Saved data entries:
============
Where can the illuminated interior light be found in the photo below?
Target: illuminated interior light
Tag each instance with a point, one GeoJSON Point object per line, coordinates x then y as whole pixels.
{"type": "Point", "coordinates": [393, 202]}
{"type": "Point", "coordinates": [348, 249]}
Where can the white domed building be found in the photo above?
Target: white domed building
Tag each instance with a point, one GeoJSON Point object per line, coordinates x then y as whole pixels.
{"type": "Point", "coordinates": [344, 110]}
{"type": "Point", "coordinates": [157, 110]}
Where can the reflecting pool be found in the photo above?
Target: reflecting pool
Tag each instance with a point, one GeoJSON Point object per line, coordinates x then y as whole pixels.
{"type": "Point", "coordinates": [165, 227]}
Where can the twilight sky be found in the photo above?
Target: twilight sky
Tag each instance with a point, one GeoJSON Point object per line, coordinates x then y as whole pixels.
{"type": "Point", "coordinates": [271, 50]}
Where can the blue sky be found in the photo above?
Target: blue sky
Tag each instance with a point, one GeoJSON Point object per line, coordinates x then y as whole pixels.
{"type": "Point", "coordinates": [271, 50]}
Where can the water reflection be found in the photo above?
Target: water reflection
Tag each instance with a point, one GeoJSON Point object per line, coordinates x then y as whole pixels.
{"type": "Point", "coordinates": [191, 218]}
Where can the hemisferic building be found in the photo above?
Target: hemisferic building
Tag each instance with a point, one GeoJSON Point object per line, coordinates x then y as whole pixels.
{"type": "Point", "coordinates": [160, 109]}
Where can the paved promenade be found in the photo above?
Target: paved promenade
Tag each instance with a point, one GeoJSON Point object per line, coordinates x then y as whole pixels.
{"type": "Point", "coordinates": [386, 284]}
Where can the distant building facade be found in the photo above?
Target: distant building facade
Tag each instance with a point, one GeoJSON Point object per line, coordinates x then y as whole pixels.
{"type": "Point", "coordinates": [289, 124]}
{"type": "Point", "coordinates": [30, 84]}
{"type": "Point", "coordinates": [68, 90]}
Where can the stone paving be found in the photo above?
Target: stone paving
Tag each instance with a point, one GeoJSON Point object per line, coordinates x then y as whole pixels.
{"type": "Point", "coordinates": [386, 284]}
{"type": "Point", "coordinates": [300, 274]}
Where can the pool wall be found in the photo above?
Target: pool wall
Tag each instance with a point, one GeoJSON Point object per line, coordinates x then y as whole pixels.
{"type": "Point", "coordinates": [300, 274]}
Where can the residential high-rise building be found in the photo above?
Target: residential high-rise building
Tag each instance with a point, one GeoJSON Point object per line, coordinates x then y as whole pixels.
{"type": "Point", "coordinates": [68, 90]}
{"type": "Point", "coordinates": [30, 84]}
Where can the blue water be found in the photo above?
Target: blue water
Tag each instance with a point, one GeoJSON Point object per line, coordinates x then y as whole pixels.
============
**Aim**
Repeat all of the data above line for line, changing nothing.

**Solution for this problem**
Where can the illuminated interior light be found in the photo below?
Target: illuminated interior light
Tag each instance with a point, one GeoJSON Point object per line, coordinates x then y as whole pixels.
{"type": "Point", "coordinates": [393, 202]}
{"type": "Point", "coordinates": [348, 249]}
Where can the white domed building be found in the photo above?
Target: white domed building
Tag each instance with a point, one GeoJSON Point object per line, coordinates x then y as whole pixels.
{"type": "Point", "coordinates": [344, 110]}
{"type": "Point", "coordinates": [157, 110]}
Where can the reflecting pool be found in the photo above?
Target: reflecting pool
Tag each instance with a point, one GeoJSON Point object per line, coordinates x then y as whole pixels.
{"type": "Point", "coordinates": [165, 227]}
Where can the twilight sky be found in the photo above?
Target: twilight sky
Tag each instance with a point, one GeoJSON Point object per line, coordinates x then y as whole pixels.
{"type": "Point", "coordinates": [271, 50]}
Where can the blue sky be found in the photo above?
Target: blue sky
Tag each instance with a point, one GeoJSON Point object per line, coordinates x then y as whole pixels.
{"type": "Point", "coordinates": [271, 50]}
Where can the water reflection be found in the photo above?
Target: water reflection
Tag each instance with a point, one GeoJSON Point object per line, coordinates x then y as whole pixels.
{"type": "Point", "coordinates": [191, 218]}
Where can the hemisferic building be found in the photo above?
Target: hemisferic building
Tag each instance with a point, one GeoJSON Point object per line, coordinates x then y as whole pixels.
{"type": "Point", "coordinates": [160, 109]}
Where can the paved promenade be found in the photo above?
Target: paved promenade
Tag each instance with a point, one GeoJSON Point object per line, coordinates x then y as whole pixels.
{"type": "Point", "coordinates": [386, 284]}
Where can the distant building facade be found in the photo above?
Target: distant building facade
Tag each instance with a point, one GeoJSON Point object per line, coordinates x then y as whole pixels.
{"type": "Point", "coordinates": [289, 124]}
{"type": "Point", "coordinates": [30, 84]}
{"type": "Point", "coordinates": [68, 90]}
Where can the stone paving be found in the photo above?
Target: stone paving
Tag each instance with a point, one GeoJSON Point object per line, coordinates x then y as whole pixels.
{"type": "Point", "coordinates": [386, 284]}
{"type": "Point", "coordinates": [300, 274]}
Where can the pool wall be found in the photo above?
Target: pool wall
Tag each instance with a point, one GeoJSON Point object per line, coordinates x then y as whole pixels.
{"type": "Point", "coordinates": [300, 274]}
Where can the residential high-rise building be found in the photo above?
Target: residential high-rise building
Tag each instance with a point, one GeoJSON Point object per line, coordinates x then y as whole pixels.
{"type": "Point", "coordinates": [68, 90]}
{"type": "Point", "coordinates": [30, 84]}
Where can the blue water be found in the photo above?
Target: blue water
Tag each instance with a point, one GeoJSON Point object per line, coordinates x then y as whole pixels.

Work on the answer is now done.